(Records from a dataset)
==============================
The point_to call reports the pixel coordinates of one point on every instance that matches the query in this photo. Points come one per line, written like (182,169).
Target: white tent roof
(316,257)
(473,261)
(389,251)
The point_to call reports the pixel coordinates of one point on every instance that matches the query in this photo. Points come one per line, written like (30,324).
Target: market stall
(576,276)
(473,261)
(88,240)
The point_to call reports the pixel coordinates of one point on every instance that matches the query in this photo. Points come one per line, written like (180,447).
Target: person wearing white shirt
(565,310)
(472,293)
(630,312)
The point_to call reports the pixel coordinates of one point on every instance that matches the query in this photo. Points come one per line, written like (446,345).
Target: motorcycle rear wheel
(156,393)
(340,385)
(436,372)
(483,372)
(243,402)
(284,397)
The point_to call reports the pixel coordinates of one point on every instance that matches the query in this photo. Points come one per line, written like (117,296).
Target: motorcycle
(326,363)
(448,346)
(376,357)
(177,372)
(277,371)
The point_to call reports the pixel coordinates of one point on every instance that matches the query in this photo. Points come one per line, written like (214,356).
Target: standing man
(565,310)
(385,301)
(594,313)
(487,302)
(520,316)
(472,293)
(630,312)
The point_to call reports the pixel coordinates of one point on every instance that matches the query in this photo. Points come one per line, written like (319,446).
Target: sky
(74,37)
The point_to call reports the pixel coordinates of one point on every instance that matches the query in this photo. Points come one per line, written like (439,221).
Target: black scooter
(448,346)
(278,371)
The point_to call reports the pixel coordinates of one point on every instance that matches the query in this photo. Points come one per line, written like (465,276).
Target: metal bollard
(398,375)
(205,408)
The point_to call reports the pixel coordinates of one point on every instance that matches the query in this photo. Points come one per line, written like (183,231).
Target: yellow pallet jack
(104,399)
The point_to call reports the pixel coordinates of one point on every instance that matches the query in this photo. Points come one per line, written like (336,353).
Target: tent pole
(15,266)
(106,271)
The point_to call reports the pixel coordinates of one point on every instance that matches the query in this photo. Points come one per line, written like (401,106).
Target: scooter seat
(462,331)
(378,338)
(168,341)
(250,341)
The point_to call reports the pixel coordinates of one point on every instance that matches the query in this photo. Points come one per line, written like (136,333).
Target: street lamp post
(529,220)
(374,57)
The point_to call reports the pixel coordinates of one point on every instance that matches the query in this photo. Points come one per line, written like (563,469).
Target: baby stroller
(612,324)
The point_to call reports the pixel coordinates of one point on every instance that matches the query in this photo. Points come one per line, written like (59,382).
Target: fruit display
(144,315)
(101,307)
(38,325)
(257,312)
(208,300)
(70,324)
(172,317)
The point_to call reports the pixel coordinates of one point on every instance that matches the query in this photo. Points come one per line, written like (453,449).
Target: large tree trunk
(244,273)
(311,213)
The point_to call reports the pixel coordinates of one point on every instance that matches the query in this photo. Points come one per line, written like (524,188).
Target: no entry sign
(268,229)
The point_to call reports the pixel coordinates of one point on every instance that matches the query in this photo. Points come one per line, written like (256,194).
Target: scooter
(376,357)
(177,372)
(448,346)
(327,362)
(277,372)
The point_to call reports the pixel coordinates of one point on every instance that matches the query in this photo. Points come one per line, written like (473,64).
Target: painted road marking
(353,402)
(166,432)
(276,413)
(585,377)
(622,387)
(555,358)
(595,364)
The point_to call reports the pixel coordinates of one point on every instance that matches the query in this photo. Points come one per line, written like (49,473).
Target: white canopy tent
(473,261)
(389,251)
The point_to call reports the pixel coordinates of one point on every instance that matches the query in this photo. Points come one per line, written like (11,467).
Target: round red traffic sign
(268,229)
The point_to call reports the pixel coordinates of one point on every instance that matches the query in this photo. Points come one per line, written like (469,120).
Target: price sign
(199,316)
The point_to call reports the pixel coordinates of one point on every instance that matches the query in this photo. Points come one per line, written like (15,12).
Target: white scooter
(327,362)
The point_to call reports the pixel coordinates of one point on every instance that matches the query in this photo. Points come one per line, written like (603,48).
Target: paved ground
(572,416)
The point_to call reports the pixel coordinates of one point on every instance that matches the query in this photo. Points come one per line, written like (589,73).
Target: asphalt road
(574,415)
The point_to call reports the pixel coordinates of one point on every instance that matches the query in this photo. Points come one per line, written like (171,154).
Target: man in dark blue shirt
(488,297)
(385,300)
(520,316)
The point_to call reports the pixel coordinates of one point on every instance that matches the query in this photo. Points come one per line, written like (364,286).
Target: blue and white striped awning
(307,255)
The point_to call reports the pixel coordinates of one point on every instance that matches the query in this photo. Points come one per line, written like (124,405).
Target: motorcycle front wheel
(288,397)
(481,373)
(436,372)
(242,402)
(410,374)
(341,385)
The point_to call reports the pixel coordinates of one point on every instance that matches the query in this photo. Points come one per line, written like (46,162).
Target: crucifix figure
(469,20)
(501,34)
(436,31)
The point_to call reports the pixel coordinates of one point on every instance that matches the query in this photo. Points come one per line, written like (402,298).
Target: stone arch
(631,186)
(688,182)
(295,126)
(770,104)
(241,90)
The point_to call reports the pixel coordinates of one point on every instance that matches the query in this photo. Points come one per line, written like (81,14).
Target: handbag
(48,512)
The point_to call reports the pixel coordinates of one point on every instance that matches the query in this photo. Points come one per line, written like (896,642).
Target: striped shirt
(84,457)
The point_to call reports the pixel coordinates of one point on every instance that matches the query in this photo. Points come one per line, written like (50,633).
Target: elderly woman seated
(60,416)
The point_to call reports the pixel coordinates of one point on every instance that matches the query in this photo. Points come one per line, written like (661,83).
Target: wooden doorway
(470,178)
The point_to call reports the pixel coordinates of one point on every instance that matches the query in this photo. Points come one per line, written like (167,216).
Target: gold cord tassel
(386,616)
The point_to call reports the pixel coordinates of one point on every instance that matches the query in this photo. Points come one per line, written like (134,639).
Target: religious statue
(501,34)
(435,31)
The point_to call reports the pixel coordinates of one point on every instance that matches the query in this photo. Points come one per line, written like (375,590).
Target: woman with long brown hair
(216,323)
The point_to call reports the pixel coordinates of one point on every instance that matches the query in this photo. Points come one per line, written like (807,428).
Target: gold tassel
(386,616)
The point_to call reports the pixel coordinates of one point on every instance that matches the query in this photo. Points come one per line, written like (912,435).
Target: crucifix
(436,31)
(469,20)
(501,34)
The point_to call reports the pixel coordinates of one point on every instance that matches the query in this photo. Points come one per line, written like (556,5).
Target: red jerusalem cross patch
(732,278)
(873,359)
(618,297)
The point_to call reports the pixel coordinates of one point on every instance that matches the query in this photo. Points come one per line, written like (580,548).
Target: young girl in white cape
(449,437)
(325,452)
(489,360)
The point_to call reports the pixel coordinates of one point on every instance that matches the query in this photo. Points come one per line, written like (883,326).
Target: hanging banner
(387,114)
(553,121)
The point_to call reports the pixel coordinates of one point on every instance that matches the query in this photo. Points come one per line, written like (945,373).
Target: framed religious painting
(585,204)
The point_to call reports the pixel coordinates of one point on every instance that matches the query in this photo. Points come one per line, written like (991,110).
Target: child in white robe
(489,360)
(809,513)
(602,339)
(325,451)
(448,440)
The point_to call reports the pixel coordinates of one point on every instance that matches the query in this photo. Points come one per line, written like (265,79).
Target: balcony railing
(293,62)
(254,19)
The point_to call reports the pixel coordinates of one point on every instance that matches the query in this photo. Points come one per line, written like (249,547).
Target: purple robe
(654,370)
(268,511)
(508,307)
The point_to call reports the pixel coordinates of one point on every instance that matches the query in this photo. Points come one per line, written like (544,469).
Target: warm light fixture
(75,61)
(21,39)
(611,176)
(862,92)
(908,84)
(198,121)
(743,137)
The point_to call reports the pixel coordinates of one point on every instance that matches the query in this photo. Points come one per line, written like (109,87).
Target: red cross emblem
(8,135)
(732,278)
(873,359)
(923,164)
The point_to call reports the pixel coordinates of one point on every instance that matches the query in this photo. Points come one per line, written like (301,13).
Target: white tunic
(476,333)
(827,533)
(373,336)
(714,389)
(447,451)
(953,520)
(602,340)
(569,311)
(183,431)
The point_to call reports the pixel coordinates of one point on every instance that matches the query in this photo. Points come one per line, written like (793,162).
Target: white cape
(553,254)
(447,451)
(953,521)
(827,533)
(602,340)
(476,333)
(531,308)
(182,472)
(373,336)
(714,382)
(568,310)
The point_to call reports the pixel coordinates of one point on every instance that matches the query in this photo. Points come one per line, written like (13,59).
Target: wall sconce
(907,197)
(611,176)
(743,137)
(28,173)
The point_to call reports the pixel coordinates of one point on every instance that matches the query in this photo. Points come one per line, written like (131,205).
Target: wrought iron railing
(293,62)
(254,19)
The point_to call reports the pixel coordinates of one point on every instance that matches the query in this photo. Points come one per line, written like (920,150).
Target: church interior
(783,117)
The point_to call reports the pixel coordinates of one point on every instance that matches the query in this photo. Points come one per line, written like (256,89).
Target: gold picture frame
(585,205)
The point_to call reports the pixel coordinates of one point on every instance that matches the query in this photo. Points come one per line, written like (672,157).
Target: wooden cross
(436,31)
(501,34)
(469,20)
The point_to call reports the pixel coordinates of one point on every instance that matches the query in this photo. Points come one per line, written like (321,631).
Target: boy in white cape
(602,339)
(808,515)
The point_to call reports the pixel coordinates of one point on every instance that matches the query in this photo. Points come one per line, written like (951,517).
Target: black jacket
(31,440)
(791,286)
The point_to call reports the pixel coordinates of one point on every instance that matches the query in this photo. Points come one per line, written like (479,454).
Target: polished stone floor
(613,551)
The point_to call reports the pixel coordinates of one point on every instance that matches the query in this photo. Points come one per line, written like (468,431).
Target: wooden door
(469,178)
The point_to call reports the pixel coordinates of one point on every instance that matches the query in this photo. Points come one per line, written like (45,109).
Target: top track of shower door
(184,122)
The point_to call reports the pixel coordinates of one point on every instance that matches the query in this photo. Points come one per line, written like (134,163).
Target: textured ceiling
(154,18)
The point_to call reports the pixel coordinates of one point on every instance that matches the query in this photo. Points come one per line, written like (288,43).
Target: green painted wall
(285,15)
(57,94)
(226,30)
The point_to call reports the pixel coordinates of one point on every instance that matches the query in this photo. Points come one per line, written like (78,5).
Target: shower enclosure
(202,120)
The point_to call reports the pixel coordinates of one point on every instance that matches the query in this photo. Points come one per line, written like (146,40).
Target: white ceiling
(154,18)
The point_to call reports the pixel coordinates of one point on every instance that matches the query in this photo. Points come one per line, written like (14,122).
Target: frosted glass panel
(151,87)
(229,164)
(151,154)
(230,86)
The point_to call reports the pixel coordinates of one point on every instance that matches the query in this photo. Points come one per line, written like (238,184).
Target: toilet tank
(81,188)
==============================
**Instructions to follow:** Please copy, exactly and with nothing else, the lines above beginning at the line that has "written like (180,447)." and ending with the line that has "written like (439,221).".

**Solution below:**
The point_to call reports the pixel coordinates of one point on every instance that matches the query in this photo. Points come one per line, written like (180,447).
Target: person wearing white shirt
(565,310)
(472,293)
(630,312)
The point_to call reports the pixel coordinates of one point on every instance that matches the query in this photo. Points come one per line, written like (446,345).
Target: motorcycle rear wheel
(156,393)
(340,385)
(436,372)
(483,372)
(243,402)
(284,397)
The point_to call reports the pixel coordinates of one point on every instance that matches the query in this photo. Points come one per line, written like (117,296).
Target: motorcycle
(326,363)
(448,346)
(376,357)
(177,372)
(277,371)
The point_to call reports the pixel coordinates of one point on every instance that matches the query in this photo. Points come one per line, written like (214,356).
Target: standing man
(565,310)
(385,301)
(594,313)
(487,302)
(520,316)
(472,293)
(630,312)
The point_to call reports the pixel coordinates of one point on every instance that matches the query in this photo. Points come one per line, written like (319,446).
Target: sky
(74,37)
The point_to call reports the pixel coordinates of one point on every instance that matches the query in this photo. Points come one per line, written like (439,221).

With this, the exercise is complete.